--- PROVIDED DATA Enclosed Below ---
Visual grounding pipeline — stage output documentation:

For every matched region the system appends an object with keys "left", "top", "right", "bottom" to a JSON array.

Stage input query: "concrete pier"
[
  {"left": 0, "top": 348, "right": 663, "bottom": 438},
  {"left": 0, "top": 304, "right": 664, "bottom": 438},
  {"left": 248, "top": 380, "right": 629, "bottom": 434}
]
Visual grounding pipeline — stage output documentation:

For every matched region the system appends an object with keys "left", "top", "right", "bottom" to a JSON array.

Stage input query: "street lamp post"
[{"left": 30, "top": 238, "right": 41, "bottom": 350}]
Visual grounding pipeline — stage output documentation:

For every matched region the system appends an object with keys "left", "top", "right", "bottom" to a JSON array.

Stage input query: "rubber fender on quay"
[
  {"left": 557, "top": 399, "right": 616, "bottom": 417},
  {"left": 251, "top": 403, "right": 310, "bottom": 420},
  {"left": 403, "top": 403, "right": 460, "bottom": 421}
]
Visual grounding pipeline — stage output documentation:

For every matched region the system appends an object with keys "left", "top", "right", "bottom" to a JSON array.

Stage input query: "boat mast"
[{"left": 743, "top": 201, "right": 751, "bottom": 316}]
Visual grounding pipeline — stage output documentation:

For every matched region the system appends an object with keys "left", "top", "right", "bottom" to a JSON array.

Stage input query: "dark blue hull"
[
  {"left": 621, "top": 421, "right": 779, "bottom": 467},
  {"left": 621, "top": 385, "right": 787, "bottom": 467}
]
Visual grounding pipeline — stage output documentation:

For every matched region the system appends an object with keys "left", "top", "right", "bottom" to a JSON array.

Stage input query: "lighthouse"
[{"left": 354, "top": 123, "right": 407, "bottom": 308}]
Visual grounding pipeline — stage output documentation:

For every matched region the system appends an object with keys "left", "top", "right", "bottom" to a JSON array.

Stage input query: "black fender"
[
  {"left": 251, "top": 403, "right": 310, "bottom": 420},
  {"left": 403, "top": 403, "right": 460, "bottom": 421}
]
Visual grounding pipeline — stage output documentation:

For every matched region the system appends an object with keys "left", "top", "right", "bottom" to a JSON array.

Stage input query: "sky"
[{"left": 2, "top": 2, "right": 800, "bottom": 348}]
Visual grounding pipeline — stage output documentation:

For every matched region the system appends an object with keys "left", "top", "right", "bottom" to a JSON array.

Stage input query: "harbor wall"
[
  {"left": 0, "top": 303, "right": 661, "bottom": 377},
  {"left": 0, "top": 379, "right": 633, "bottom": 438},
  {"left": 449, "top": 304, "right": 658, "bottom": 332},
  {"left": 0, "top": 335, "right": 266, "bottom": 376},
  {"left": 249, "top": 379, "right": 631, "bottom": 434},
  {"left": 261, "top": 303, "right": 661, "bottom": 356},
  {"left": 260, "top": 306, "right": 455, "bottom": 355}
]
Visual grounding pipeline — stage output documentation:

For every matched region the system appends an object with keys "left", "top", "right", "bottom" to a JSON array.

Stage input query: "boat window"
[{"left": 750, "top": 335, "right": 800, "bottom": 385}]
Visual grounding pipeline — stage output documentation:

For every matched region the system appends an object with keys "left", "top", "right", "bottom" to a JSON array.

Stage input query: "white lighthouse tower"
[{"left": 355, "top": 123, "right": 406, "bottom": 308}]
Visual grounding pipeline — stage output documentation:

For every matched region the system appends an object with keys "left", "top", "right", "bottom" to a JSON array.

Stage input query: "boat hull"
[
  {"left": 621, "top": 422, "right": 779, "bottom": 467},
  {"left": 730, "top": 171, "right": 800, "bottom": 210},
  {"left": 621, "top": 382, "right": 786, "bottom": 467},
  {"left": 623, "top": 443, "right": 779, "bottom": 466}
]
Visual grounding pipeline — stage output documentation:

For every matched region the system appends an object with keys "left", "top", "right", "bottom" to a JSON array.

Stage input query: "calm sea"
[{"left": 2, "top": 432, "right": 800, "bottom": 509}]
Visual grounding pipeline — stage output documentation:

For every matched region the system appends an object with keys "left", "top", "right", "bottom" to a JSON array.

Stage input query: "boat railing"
--- End of Enclosed PROVIDED DATA ---
> **EXERCISE DETAILS**
Could the entire listing be reproduced without any alteration?

> **RESPONSE AREA**
Visual grounding pipeline — stage output documentation:

For every matched region the system appends an object with keys "left", "top", "right", "bottom" to a JSON array.

Stage input query: "concrete pier"
[
  {"left": 0, "top": 348, "right": 663, "bottom": 438},
  {"left": 0, "top": 304, "right": 664, "bottom": 438},
  {"left": 248, "top": 380, "right": 629, "bottom": 434}
]
Visual grounding pipeline — stage output documentation:

For every matched region the system appends an object with keys "left", "top", "right", "bottom" to a JSON array.

Stage input query: "street lamp post"
[{"left": 30, "top": 238, "right": 41, "bottom": 350}]
Visual grounding pipeline — stage output documentation:

For every matched region the system appends an object with keys "left", "top", "right", "bottom" to a JSON array.

Stage input query: "rubber fender on quay"
[
  {"left": 557, "top": 399, "right": 616, "bottom": 417},
  {"left": 251, "top": 403, "right": 310, "bottom": 420},
  {"left": 403, "top": 403, "right": 460, "bottom": 421}
]
Visual grounding pipeline — stage output documentation:

For every matched region the system appends an object with keys "left", "top", "right", "bottom" to a JSON array.

Stage input query: "boat mast"
[{"left": 743, "top": 201, "right": 751, "bottom": 316}]
Visual grounding pipeline — stage output documentation:

For every matched region the system appends an object with keys "left", "top", "right", "bottom" to a JSON array.

Stage input query: "dark blue hull"
[
  {"left": 621, "top": 421, "right": 779, "bottom": 467},
  {"left": 621, "top": 385, "right": 787, "bottom": 467}
]
Visual grounding pipeline — stage output documentation:

For every matched region the system appends an object with keys "left", "top", "right", "bottom" to a JSON array.

Stage input query: "lighthouse"
[{"left": 354, "top": 123, "right": 407, "bottom": 308}]
Visual grounding pipeline — stage output documentation:

For every matched region the system appends an object with keys "left", "top", "right", "bottom" to a JSON array.

Stage input query: "black fender"
[
  {"left": 251, "top": 403, "right": 310, "bottom": 420},
  {"left": 403, "top": 403, "right": 460, "bottom": 421}
]
Visual grounding pipeline — stage output documentation:

For every matched region the system appends an object with keys "left", "top", "right", "bottom" to a JSON array.

Stage input query: "sky"
[{"left": 2, "top": 2, "right": 800, "bottom": 348}]
Visual grounding pipeline — stage output documentation:

For every matched region the system appends an object with keys "left", "top", "right", "bottom" to a JSON array.

Stage input query: "harbor wall"
[
  {"left": 0, "top": 303, "right": 661, "bottom": 377},
  {"left": 0, "top": 379, "right": 633, "bottom": 438},
  {"left": 449, "top": 304, "right": 658, "bottom": 332},
  {"left": 0, "top": 335, "right": 266, "bottom": 376},
  {"left": 249, "top": 379, "right": 631, "bottom": 434},
  {"left": 261, "top": 303, "right": 661, "bottom": 356},
  {"left": 260, "top": 306, "right": 455, "bottom": 355}
]
Visual grounding pipeline — stage output documentation:

For every matched region the system appends an object with keys "left", "top", "right", "bottom" to a JSON array.

Stage input query: "boat window"
[{"left": 750, "top": 335, "right": 800, "bottom": 385}]
Visual grounding pipeline — stage output documentation:

For every matched region the system appends an object with keys "left", "top", "right", "bottom" to a JSON array.

Stage input query: "white lighthouse tower"
[{"left": 355, "top": 123, "right": 406, "bottom": 308}]
Visual grounding pipeline — stage output documentation:

For every matched region the system appends an object with keys "left", "top", "right", "bottom" to a JSON array.

Stage input query: "boat hull"
[
  {"left": 621, "top": 422, "right": 779, "bottom": 467},
  {"left": 730, "top": 171, "right": 800, "bottom": 210},
  {"left": 621, "top": 382, "right": 786, "bottom": 467},
  {"left": 623, "top": 443, "right": 779, "bottom": 466}
]
Visual grounding pipeline — stage output documentation:

For every matched region the system appends an object with keys "left", "top", "right", "bottom" to a JSON array.

Stage input query: "calm sea"
[{"left": 2, "top": 432, "right": 800, "bottom": 509}]
Visual grounding pipeline — stage output documentation:

For every matched region the system appends an object with keys "left", "top", "right", "bottom" to a JSON array.

Stage input query: "boat railing"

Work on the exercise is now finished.